Short problem 1:
Decide whether each statement agrees with the essay on software complexity, answering yes or no and quoting the essay's deciding words. (a) The writer holds that software can always be kept simple. (b) The writer lists three challenges that programmers face. (c) McCartney's new album is the first in a trilogy.
Short problem 2:
Please transcribe the stretch of the listing from the line containing "Every instance of the <item>chin</item> gets" through the final line of the listing, with both ends included.

People talk a lot about making software as simple as possible.
The truth is, software sometimes has to be complicated. Some
programs perform complex tasks. More importantly, programs
these days often interact in complex environments with a lot
of dissimilar, distributed components. We cannot avoid
complexity.
As McCartney knows about music, the key is to make things as
simple as can be and introduce complexity only where it is
essential. Programmers face three challenges in this regard:
- learning how to simplify code,
- learning how to add complexity in a minimal, contained
fashion, and
- learning how to recognize the subtle boundary between
essential simplicity and essential complexity.
I almost said that new programmers face those challenges, but
after many years of programming, I feel like I'm still learning
how to do all three of these things. I suspect other experienced
programmers are still learning, too.
On an unrelated note, another passage in this article spoke to
me personally as a programmer. While discussing McCartney's
propensity to try new things and to release everything, good and
bad, it refers to some of the songs on his most recent album (at
that time) as enthusiastically executed misjudgments.
I empathize with McCartney. My hard drive is littered with
enthusiastically executed misjudgments. And I've never written
the software equivalent of "Hey Jude".
McCartney just released a new album this month at the age of 78.
The third album in a trilogy conceived and begun in 1970, it has
already gone to #1 in three countries. He continues to write,
record, and release, and collaborates frequently with today's
artists. I can only hope to be enthusiastically producing software,
and in tune with the modern tech world, when I am his age.

Dataset extract:
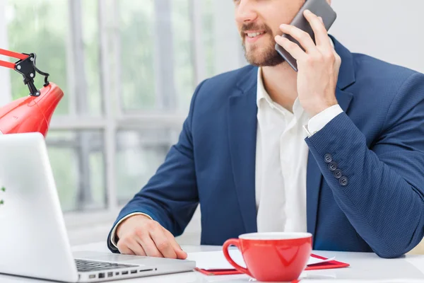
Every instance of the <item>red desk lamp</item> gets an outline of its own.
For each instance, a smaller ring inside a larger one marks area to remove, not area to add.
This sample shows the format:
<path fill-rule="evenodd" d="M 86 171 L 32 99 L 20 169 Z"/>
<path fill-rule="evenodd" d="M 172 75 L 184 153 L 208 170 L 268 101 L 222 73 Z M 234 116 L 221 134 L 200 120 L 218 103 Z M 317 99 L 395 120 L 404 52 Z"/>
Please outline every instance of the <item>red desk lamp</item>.
<path fill-rule="evenodd" d="M 63 91 L 56 84 L 49 82 L 49 74 L 35 67 L 34 53 L 17 53 L 0 49 L 0 54 L 18 59 L 16 63 L 0 60 L 0 67 L 12 69 L 23 76 L 30 95 L 0 108 L 0 131 L 1 134 L 17 134 L 38 132 L 45 137 L 50 120 Z M 36 72 L 45 76 L 45 84 L 38 90 L 34 85 Z"/>

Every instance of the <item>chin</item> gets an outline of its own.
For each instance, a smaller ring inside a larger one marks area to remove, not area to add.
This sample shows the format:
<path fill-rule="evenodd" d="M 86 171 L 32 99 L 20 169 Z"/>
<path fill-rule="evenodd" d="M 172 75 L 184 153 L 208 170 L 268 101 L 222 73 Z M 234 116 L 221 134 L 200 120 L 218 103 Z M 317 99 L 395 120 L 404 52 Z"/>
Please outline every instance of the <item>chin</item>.
<path fill-rule="evenodd" d="M 246 60 L 257 67 L 274 67 L 284 62 L 284 59 L 273 49 L 251 50 L 245 53 Z"/>

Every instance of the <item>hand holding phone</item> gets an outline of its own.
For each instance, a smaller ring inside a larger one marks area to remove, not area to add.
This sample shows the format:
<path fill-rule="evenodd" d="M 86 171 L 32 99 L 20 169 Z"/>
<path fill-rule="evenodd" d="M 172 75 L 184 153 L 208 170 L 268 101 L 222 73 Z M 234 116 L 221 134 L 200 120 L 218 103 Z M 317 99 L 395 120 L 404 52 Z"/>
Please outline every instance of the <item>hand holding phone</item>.
<path fill-rule="evenodd" d="M 302 30 L 307 33 L 315 42 L 315 35 L 312 28 L 307 21 L 307 20 L 303 16 L 305 10 L 309 10 L 319 17 L 321 17 L 324 22 L 324 25 L 326 30 L 329 30 L 331 27 L 337 15 L 333 10 L 331 6 L 327 3 L 326 0 L 306 0 L 305 4 L 299 11 L 299 13 L 295 16 L 292 22 L 291 25 L 295 26 Z M 283 35 L 282 37 L 286 37 L 289 40 L 298 45 L 300 48 L 304 51 L 305 50 L 302 45 L 295 40 L 292 36 L 289 35 Z M 276 50 L 284 58 L 284 59 L 288 63 L 288 64 L 295 71 L 298 71 L 298 64 L 296 59 L 294 59 L 290 53 L 288 53 L 284 48 L 280 46 L 278 43 L 276 44 Z"/>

Correct answer 1:
(a) No: "The truth is, software sometimes has to be complicated."
(b) Yes: "Programmers face three challenges in this regard"
(c) No: "The third album in a trilogy conceived and begun in 1970"

Correct answer 2:
Every instance of the <item>chin</item> gets an outline of its own.
For each instance, a smaller ring inside a larger one marks area to remove, not area to add.
This sample shows the format:
<path fill-rule="evenodd" d="M 86 171 L 32 99 L 20 169 Z"/>
<path fill-rule="evenodd" d="M 172 75 L 184 153 L 208 170 L 268 101 L 222 73 Z M 234 116 L 221 134 L 200 120 L 218 103 Z M 317 99 L 395 120 L 404 52 Z"/>
Please outline every instance of the <item>chin</item>.
<path fill-rule="evenodd" d="M 246 60 L 257 67 L 274 67 L 284 62 L 284 59 L 273 49 L 251 50 L 245 53 Z"/>

Every instance of the <item>hand holding phone</item> gets an outline of its own.
For each instance, a smaller ring inside a larger one marks area to remove, not area to add.
This sample shows the format:
<path fill-rule="evenodd" d="M 86 171 L 32 99 L 20 169 Z"/>
<path fill-rule="evenodd" d="M 172 75 L 184 153 L 208 170 L 268 101 L 222 73 Z M 234 116 L 221 134 L 200 120 L 218 103 Z M 317 99 L 395 120 L 404 52 Z"/>
Please outline every instance of the <item>hand holding phone</item>.
<path fill-rule="evenodd" d="M 302 30 L 307 33 L 315 42 L 315 35 L 312 28 L 307 21 L 307 20 L 303 16 L 305 10 L 309 10 L 319 17 L 321 17 L 324 22 L 324 25 L 326 30 L 329 30 L 331 27 L 337 15 L 333 10 L 331 6 L 327 3 L 326 0 L 306 0 L 305 4 L 299 11 L 299 13 L 295 16 L 292 22 L 291 25 L 295 26 Z M 283 35 L 282 37 L 286 37 L 289 40 L 298 45 L 300 48 L 304 51 L 305 50 L 302 45 L 295 40 L 292 36 L 289 35 Z M 276 50 L 284 58 L 284 59 L 288 63 L 288 64 L 295 71 L 298 71 L 298 64 L 296 59 L 294 59 L 290 53 L 288 53 L 284 48 L 280 46 L 278 43 L 276 44 Z"/>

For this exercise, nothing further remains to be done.